* SEITENTEXT:
+ + +

PS: ACAP ist als «Silver Bullet» wohl auch wieder gestorben

8 Kommentare

  • Ich denke Meier-ID ist das gemeinsame single-sign-on System schweizerdeutscher Newsmedien fuer semi-professionelle Leserbriefschreiber / Artikelkommentierer.

  • Man muss die Pay-Wall nicht gut finden – aber man sollte deswegen gewachsene Traditionen nicht lächerlich machen:
    Das Schaffhauser Intelligenzblatt wurde 1861 gegründet und war im 20. Jahrhundert der (Bildungs-)bürgerliche Gegenpol zur linken Schaffhauser Arbeiterzeitung. Intelligenz vs. Arbeiterschaft. Du verstehst.
    Kein «unsympathisches Selbstverständnis» also, sondern starke Wurzeln. Und das finde ich – bei allem Unverständnis über die Pay-Wall – wiederum sehr sympathisch.

  • super, dass das mit dem intelligenzblatt mal jemand erklärt. habe mich mit herrn neininger in seinem famosen blog auch schon darüber zu unterhalten versucht, aber so einleuchtend hat er die erklärung nie hingekriegt.
    seine paywall scheint mir auf einem ähnlich tiefen niveau wie sein blog:
    http://neininger.wordpress.com/
    henusode.

+ + +

* DATENAUSZÜGE:
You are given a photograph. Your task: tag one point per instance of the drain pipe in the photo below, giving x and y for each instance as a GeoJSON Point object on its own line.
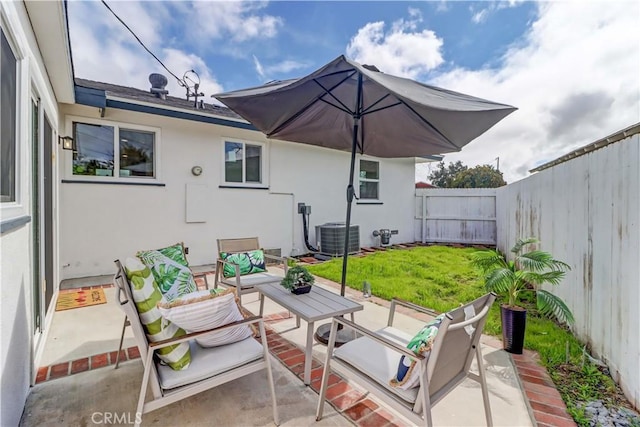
{"type": "Point", "coordinates": [305, 210]}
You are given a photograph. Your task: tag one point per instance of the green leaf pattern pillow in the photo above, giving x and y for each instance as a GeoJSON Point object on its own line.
{"type": "Point", "coordinates": [407, 375]}
{"type": "Point", "coordinates": [171, 271]}
{"type": "Point", "coordinates": [146, 296]}
{"type": "Point", "coordinates": [249, 262]}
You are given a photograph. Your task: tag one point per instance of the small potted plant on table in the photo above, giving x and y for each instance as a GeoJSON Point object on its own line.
{"type": "Point", "coordinates": [298, 280]}
{"type": "Point", "coordinates": [525, 273]}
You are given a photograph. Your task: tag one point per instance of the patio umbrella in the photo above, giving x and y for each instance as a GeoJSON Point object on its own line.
{"type": "Point", "coordinates": [356, 108]}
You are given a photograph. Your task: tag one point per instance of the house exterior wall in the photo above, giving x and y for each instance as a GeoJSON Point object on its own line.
{"type": "Point", "coordinates": [20, 344]}
{"type": "Point", "coordinates": [101, 222]}
{"type": "Point", "coordinates": [586, 212]}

+ + +

* GELESENES ANWENDEN:
1 > Gib aus dem Seitentext die Stelle zwischen „PS: ACAP ist“ und „wiederum sehr sympathisch.“ einschließlich wörtlich wieder.
2 > In welchem Jahr wurde laut Seitentext das Schaffhauser Intelligenzblatt gegründet?

* ERGEBNISSE:
1 >
PS: ACAP ist als «Silver Bullet» wohl auch wieder gestorben

8 Kommentare

  • Ich denke Meier-ID ist das gemeinsame single-sign-on System schweizerdeutscher Newsmedien fuer semi-professionelle Leserbriefschreiber / Artikelkommentierer.

  • Man muss die Pay-Wall nicht gut finden – aber man sollte deswegen gewachsene Traditionen nicht lächerlich machen:
    Das Schaffhauser Intelligenzblatt wurde 1861 gegründet und war im 20. Jahrhundert der (Bildungs-)bürgerliche Gegenpol zur linken Schaffhauser Arbeiterzeitung. Intelligenz vs. Arbeiterschaft. Du verstehst.
    Kein «unsympathisches Selbstverständnis» also, sondern starke Wurzeln. Und das finde ich – bei allem Unverständnis über die Pay-Wall – wiederum sehr sympathisch.

2 > 1861